● **Page extract**:
((

Monday, June 14, 2010
Google’s speech team is composed of people from many different cultural backgrounds. Indeed, if we count the languages spoken by our teammates, the number comes to well over a dozen. Given our own backgrounds and interests, we are naturally excited to extend our software to work with many different languages and dialects. After testing the waters with English, Mandarin Chinese, and Japanese, we decided to tackle four main European languages which are often referred to as FIGS - French, Italian, German and Spanish.
Developing Voice Search systems in each of these languages presented its own challenges. French and Spanish required special work to deal with diacritic and accent marks (e.g. ç in French, ñ in Spanish). When we develop a new language we tweak our dictionaries based on user generated content. To our surprise we found that a lot of this content in French and Spanish often uses non-standard orthography. For example a French speaker might type “francoise” into a search engine and still expect it to return results for “Françoise”. Likewise in Spanish a user might type “espana” and expect results for the term “España”. Of course a lot of this has to do with the fact that, until recently, domain names (like www.elpais.es) did not allow diacritics, and that entering special characters is often painful but omitting diacrictics is usually not an obstacle to communication. However, non-standard spellings distort the intended pronunciations. For example, if “francoise” were a real French word, one would expect it to be pronounced “franquoise”. In order to capture the intended pronunciation of the non-standard spellings, we fixed the orthography in our dictionaries for Spanish and French automatically. While this is not perfect, it deals with many of the offending cases.

))

● **Entries shown**:
((

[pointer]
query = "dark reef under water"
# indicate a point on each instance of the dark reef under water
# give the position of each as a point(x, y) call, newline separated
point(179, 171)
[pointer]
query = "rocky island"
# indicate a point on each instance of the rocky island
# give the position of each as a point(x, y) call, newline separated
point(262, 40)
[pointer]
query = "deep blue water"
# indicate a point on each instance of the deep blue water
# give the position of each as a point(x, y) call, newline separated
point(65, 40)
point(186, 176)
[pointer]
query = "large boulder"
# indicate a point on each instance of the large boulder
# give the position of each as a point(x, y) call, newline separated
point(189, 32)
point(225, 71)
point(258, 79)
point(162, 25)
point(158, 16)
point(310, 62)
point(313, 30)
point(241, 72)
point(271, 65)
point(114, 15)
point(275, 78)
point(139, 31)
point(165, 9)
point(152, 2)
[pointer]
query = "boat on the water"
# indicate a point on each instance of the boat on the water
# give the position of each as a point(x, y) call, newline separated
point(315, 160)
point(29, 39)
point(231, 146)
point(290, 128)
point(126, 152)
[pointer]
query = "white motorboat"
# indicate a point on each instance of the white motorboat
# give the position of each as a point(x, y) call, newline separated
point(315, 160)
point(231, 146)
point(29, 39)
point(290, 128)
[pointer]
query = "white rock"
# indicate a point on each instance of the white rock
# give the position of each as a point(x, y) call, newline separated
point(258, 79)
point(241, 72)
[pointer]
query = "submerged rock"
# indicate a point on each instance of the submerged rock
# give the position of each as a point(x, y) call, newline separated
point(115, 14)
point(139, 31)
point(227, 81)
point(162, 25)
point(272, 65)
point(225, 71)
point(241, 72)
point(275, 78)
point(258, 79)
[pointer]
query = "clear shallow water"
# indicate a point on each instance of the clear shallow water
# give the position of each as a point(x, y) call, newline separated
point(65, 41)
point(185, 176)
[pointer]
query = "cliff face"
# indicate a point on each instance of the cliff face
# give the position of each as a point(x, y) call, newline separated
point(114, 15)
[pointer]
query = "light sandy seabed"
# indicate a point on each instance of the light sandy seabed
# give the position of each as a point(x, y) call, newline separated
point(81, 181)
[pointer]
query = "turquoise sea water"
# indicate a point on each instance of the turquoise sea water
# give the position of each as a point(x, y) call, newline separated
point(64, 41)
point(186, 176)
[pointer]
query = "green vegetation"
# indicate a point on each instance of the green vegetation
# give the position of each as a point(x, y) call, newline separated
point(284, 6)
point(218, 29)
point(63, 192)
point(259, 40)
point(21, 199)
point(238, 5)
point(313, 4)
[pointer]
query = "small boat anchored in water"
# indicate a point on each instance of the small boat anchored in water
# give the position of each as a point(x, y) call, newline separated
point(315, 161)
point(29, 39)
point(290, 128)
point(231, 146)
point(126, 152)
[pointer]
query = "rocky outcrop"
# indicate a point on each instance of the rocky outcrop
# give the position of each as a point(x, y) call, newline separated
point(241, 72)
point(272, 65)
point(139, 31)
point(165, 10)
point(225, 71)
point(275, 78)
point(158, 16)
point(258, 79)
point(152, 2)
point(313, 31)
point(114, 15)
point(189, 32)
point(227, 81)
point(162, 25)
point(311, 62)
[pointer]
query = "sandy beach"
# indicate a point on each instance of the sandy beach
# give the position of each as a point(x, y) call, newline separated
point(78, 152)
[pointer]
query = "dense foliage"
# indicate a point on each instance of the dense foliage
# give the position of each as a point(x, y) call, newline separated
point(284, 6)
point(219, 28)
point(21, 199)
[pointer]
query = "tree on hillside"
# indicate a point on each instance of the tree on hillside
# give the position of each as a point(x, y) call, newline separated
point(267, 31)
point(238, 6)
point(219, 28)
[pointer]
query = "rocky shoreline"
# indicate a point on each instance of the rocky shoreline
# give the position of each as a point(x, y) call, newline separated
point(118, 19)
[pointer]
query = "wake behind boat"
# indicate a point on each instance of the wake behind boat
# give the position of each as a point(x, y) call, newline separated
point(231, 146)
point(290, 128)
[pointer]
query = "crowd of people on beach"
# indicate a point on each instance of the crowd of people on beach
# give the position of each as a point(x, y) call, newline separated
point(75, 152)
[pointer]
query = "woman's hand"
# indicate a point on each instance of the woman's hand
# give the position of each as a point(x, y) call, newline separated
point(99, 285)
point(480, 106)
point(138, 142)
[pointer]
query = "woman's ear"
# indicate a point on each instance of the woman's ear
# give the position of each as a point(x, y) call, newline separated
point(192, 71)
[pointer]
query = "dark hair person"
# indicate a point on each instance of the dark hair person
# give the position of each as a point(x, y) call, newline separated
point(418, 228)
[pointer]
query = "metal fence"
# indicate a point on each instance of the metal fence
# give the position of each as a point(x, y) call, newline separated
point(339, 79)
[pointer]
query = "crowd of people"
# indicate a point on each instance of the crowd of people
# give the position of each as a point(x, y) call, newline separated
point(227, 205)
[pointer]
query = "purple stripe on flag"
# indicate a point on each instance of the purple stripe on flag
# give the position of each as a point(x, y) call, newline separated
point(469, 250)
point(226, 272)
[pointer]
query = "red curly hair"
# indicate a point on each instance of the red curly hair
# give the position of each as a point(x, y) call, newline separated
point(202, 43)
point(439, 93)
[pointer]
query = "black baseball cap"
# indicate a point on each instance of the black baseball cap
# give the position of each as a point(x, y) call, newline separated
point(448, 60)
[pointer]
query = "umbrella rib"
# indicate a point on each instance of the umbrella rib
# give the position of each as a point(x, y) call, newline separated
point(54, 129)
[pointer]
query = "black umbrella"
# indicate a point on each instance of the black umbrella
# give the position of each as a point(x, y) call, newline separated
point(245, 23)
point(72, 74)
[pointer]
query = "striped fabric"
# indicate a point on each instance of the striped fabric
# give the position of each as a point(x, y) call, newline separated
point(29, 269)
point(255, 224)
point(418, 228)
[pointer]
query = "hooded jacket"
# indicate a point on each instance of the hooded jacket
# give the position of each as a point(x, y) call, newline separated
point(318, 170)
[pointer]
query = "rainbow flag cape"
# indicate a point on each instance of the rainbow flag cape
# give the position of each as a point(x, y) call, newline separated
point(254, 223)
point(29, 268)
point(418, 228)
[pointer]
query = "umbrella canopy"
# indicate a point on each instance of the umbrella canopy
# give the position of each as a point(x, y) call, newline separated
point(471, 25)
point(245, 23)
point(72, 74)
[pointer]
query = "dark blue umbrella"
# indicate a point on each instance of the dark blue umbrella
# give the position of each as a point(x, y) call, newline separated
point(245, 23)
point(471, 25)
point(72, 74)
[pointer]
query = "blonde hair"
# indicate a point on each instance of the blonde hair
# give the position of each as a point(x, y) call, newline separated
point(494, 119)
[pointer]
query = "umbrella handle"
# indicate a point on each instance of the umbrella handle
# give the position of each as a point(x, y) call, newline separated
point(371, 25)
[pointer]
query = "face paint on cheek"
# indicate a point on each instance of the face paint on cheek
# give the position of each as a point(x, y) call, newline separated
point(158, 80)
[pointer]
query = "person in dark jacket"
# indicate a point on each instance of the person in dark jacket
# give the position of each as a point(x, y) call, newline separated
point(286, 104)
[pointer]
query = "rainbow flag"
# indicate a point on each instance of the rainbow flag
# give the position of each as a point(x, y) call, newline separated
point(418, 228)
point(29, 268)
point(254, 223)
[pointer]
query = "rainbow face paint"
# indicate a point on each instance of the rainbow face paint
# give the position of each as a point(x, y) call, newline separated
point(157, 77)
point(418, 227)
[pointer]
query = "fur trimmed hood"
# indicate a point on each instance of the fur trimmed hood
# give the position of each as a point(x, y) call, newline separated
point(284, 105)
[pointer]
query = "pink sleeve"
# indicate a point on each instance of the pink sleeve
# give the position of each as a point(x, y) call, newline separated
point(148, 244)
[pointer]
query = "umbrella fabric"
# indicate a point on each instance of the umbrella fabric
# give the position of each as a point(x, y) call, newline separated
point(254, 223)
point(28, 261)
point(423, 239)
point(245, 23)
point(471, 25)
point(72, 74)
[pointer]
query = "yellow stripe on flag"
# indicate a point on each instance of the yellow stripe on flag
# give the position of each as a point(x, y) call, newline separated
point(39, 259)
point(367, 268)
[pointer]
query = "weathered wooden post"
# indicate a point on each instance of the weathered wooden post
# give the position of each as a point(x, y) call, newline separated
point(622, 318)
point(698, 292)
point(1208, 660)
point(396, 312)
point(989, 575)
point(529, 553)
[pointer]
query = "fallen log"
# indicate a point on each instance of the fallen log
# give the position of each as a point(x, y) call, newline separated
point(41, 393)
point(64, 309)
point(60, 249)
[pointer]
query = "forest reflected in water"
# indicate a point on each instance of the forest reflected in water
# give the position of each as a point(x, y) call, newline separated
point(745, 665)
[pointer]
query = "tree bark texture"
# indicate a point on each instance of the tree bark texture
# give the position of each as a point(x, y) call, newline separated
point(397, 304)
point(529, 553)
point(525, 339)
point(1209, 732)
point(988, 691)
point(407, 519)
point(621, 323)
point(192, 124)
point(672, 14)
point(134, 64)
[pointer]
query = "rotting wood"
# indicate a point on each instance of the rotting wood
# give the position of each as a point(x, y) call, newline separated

))

● **Work required**: Turn the paragraph of the voice search post that begins "Developing Voice Search systems" into a short list that keeps its main facts. The entries aren't needed here.

● **Response to the exercise**:
- Each language brought its own challenges. French and Spanish needed extra work for diacritics and accent marks such as ç and ñ.
- Dictionaries for a new language are adjusted using user-generated content.
- Much of that content in French and Spanish uses non-standard spelling, like "francoise" for "Françoise" or "espana" for "España."
- Causes: until recently, domain names such as www.elpais.es did not allow diacritics, and special characters are often painful to enter. Leaving diacritics out rarely gets in the way of communication.
- Non-standard spellings distort the intended pronunciation. If "francoise" were a real French word, it would sound like "franquoise."
- The team automatically fixed the spelling in its French and Spanish dictionaries. This isn't perfect, but it handles many of the problem cases.